TASK DIRECTIONS - Reproduce every line of the records below word for word, omitting the pictures.

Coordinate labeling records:
"""

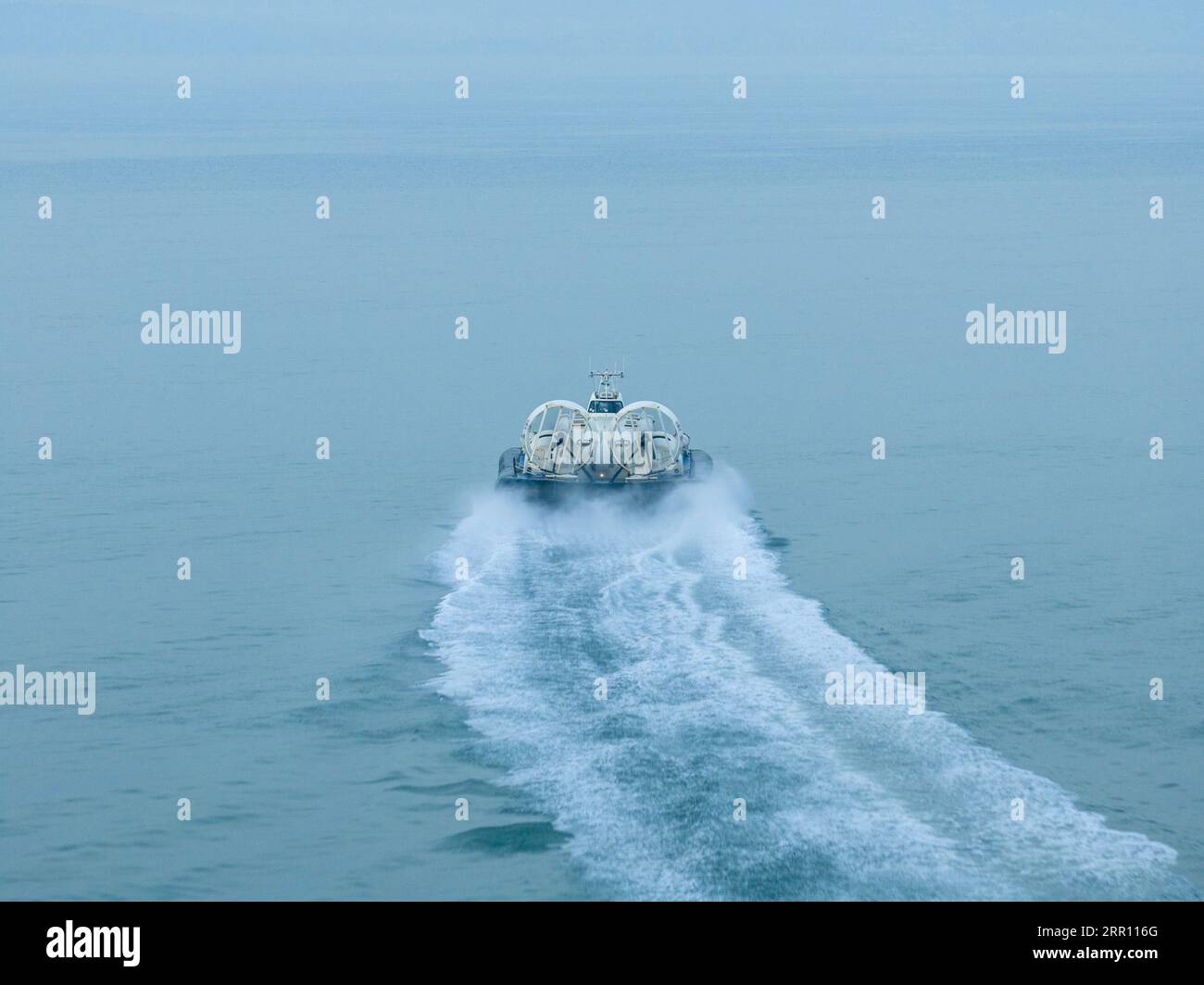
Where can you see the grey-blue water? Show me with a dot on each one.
(484, 689)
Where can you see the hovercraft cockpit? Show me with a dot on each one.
(606, 443)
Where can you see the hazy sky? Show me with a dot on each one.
(380, 39)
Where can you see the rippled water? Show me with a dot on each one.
(484, 689)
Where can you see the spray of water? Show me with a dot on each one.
(714, 692)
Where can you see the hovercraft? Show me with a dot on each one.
(606, 444)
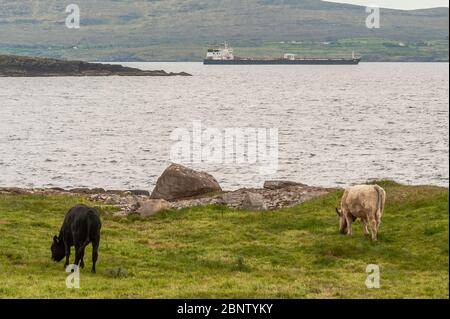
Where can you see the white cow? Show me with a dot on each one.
(365, 202)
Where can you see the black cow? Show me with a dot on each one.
(81, 226)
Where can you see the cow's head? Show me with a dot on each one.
(342, 221)
(58, 249)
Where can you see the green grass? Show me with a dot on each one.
(217, 252)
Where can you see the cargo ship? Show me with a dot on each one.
(225, 56)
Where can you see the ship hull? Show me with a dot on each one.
(282, 62)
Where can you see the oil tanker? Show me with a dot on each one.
(225, 56)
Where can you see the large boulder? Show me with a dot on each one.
(178, 182)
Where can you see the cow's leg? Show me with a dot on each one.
(95, 244)
(364, 223)
(349, 220)
(373, 228)
(67, 249)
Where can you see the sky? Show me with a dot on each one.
(398, 4)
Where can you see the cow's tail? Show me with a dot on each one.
(380, 201)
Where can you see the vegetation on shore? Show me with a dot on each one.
(213, 251)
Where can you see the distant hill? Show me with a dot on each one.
(166, 30)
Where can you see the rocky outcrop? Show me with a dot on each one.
(257, 198)
(138, 202)
(280, 184)
(178, 182)
(20, 66)
(149, 207)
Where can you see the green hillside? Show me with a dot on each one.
(179, 30)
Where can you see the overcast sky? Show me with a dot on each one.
(398, 4)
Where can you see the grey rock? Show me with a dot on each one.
(139, 192)
(178, 182)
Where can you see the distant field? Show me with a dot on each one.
(218, 252)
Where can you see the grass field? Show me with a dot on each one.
(217, 252)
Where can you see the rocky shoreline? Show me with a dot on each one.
(180, 187)
(140, 202)
(21, 66)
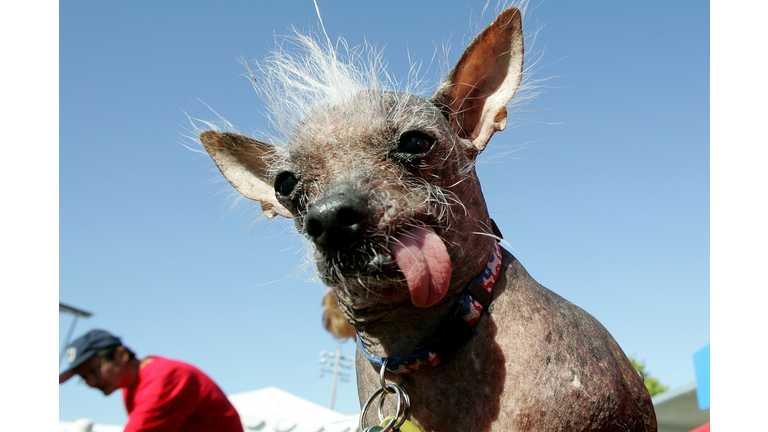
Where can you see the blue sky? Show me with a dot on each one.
(605, 198)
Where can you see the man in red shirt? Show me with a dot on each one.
(160, 394)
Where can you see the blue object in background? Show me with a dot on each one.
(701, 366)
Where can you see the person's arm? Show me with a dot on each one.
(163, 403)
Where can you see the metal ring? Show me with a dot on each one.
(401, 413)
(403, 406)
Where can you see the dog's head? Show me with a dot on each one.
(383, 183)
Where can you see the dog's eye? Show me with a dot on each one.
(285, 184)
(414, 143)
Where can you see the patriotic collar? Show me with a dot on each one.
(455, 328)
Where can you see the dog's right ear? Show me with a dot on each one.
(245, 164)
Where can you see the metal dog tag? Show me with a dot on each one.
(407, 426)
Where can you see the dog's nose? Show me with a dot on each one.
(337, 222)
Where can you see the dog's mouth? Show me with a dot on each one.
(417, 257)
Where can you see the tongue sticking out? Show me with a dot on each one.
(424, 260)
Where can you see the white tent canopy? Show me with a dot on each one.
(265, 410)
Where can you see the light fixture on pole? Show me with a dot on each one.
(77, 313)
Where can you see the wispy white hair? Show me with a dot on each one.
(305, 70)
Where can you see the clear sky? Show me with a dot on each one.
(601, 188)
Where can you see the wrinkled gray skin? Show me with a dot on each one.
(536, 362)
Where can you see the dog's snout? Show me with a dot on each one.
(337, 222)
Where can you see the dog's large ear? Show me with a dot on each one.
(478, 89)
(245, 164)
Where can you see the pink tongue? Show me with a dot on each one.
(424, 260)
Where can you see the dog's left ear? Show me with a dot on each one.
(485, 79)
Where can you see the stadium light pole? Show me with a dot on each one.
(337, 364)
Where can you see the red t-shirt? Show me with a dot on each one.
(174, 396)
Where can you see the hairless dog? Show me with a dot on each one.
(453, 333)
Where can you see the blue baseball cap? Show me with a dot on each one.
(85, 347)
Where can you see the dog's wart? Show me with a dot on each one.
(383, 184)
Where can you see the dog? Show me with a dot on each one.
(383, 185)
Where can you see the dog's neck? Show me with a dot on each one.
(455, 327)
(396, 330)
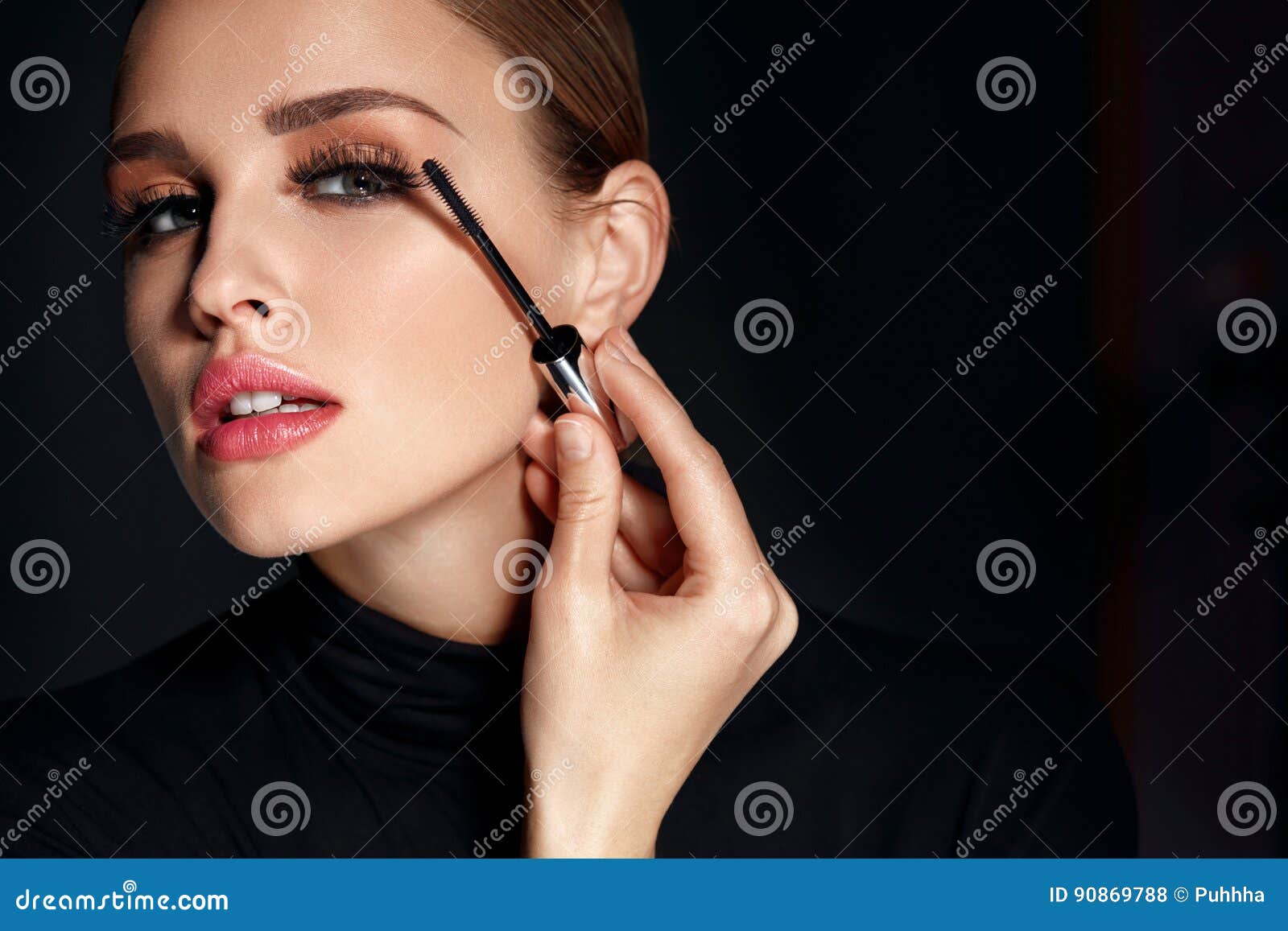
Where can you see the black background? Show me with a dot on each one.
(873, 193)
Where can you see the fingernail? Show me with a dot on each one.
(573, 439)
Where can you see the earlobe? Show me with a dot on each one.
(626, 240)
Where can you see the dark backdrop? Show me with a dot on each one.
(893, 216)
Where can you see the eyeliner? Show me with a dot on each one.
(559, 352)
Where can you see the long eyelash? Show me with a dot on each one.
(386, 164)
(126, 212)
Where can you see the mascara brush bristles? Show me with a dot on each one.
(442, 180)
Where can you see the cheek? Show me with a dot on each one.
(436, 348)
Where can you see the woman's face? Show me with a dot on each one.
(375, 303)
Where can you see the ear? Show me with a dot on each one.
(622, 242)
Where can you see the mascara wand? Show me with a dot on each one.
(564, 358)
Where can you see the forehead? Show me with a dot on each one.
(205, 64)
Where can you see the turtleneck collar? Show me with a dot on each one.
(377, 682)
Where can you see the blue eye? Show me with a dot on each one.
(354, 182)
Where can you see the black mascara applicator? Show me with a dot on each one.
(564, 357)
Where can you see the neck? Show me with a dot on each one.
(433, 570)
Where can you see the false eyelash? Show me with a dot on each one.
(124, 214)
(386, 164)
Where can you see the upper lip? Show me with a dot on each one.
(227, 377)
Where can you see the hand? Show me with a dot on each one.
(650, 620)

"""

WRITTEN RESPONSE -
Where can you see the grey-blue water? Show me with a dot on each one.
(484, 689)
Where can you see the hovercraft cockpit? Show me with a dot on each one.
(606, 443)
Where can you see the hazy sky? Show me with a dot on each one.
(380, 39)
Where can you see the rippled water? Show me with a dot on each one.
(484, 689)
Where can you see the spray of water? Show me with a dot on each one.
(714, 692)
Where can you see the hovercraft? Show me with a dot on each one.
(606, 444)
Where can you see the white cow? Show me with a dot on each one.
(365, 202)
Where can you see the black cow? Show me with a dot on each one.
(81, 226)
Where can you see the cow's head? Show me with a dot on each one.
(342, 221)
(58, 249)
Where can you see the green grass? Show me with a dot on each one.
(217, 252)
Where can you see the cargo ship? Show me with a dot on each one.
(225, 56)
Where can you see the ship hull? Show me with a dot on each one.
(282, 62)
Where can you see the oil tanker? Show me with a dot on each one.
(225, 56)
Where can you see the large boulder? Show me with a dot on each one.
(178, 182)
Where can you see the cow's leg? Show me with a dot on each one.
(95, 244)
(364, 223)
(349, 220)
(373, 228)
(67, 249)
Where can you see the sky? Show me with a dot on each one.
(398, 4)
Where can you see the cow's tail? Show me with a dot on each one.
(380, 201)
Where can you see the vegetation on shore? Show me with a dot on each one.
(213, 251)
Where can you see the distant hill? Show me with a dot on each one.
(166, 30)
Where can you see the rocky outcrop? Show me with a dot on each one.
(257, 198)
(138, 202)
(280, 184)
(178, 182)
(20, 66)
(149, 207)
Where can you see the green hillside? Show me with a dot on each one.
(179, 30)
Where can you see the overcast sky? Show me with a dot on each one.
(398, 4)
Where can you see the grey rock? Show me with a dot on each one.
(139, 192)
(178, 182)
Where can you see the distant field? Show me with a dot on each one.
(218, 252)
Where can you see the grass field? Show me with a dot on each one.
(217, 252)
Where can you see the rocky shoreline? Show me with a dot on each one.
(180, 187)
(140, 202)
(21, 66)
Where can you see the blue sky? Show me with a dot on each one.
(605, 198)
Where can you see the man in red shirt? Show me with a dot on each one.
(160, 394)
Where can you see the blue object in background? Show me with a dot on each one.
(701, 366)
Where can you see the person's arm? Show me with a dot on each one.
(163, 403)
Where can you see the metal ring? Show me with a dot on each one.
(401, 413)
(403, 406)
Where can you see the dog's head? Show me with a dot on each one.
(383, 183)
Where can you see the dog's eye? Show me with a dot on each one.
(285, 184)
(414, 143)
Where can you see the patriotic collar? Show me with a dot on each one.
(455, 328)
Where can you see the dog's right ear? Show me with a dot on each one.
(245, 164)
Where can you see the metal dog tag? Show me with a dot on each one.
(407, 426)
Where can you see the dog's nose? Show me with a dot on each one.
(337, 222)
Where can you see the dog's mouth? Show me with a dot on each one.
(417, 257)
Where can you see the tongue sticking out? Show me with a dot on each one.
(424, 260)
Where can you see the white tent canopy? Show me with a dot on each one.
(265, 410)
Where can you see the light fixture on pole? Show me with a dot on each one.
(77, 313)
Where can you see the wispy white hair? Show me with a dot on each one.
(305, 70)
Where can you see the clear sky? Show me with a dot on each one.
(601, 188)
Where can you see the wrinkled gray skin? Show me with a dot on each one.
(536, 362)
Where can you see the dog's snout? Show me with a dot on each one.
(337, 222)
Where can you see the dog's large ear? Show me with a dot on each one.
(478, 89)
(245, 164)
Where can you see the pink tongue? Show me with a dot on each one.
(424, 260)
Where can you see the dog's left ear? Show me with a dot on each one.
(485, 79)
Where can you see the stadium light pole? Show me with a dot on each one.
(337, 364)
Where can you see the red t-shirt? Show me with a dot on each one.
(174, 396)
Where can you see the hairless dog? Show me with a dot on each one.
(453, 333)
Where can you see the blue baseball cap? Show me with a dot on each one.
(85, 347)
Where can you see the dog's wart? Show me with a dot on each one.
(383, 184)
Where can you see the dog? Show me with a dot on each one.
(383, 185)
Where can you see the dog's neck? Show me with a dot on each one.
(455, 327)
(396, 330)
Where can you see the black background? Show me with a dot on each one.
(873, 193)
Where can you see the fingernail? Show me with a dot on each one.
(573, 439)
Where can you see the earlobe? Show me with a dot on each one.
(626, 240)
Where can you see the dark backdrop? Show me with a dot on each one.
(893, 216)
Where can you see the eyeliner? Show me with a dot on each one.
(559, 352)
Where can you see the long eyelash? Show me with a dot on each one.
(386, 164)
(126, 212)
Where can you see the mascara brush bristles? Show me with a dot on each one.
(442, 180)
Where can you see the cheek? Show me with a dot on each one.
(436, 348)
Where can you see the woman's face? Show me with a dot on each one.
(375, 303)
Where can you see the ear? Show me with a dot on each one.
(622, 242)
Where can you see the mascara wand? Show me with a dot on each one.
(564, 358)
Where can you see the forehead? Show me with a dot on each one.
(205, 64)
Where can you see the turtleneck collar? Show me with a dot on each one.
(377, 682)
Where can you see the blue eye? Show me with a dot on each one.
(354, 182)
Where can you see the black mascara applicator? Show me with a dot on each one.
(564, 357)
Where can you see the neck? Show me with a dot on each one.
(433, 570)
Where can you see the false eyelash? Show me with a dot on each one.
(124, 214)
(386, 164)
Where can you see the upper lip? Show me with a dot on each one.
(227, 377)
Where can you see the hand? Show me with a dot on each one.
(650, 620)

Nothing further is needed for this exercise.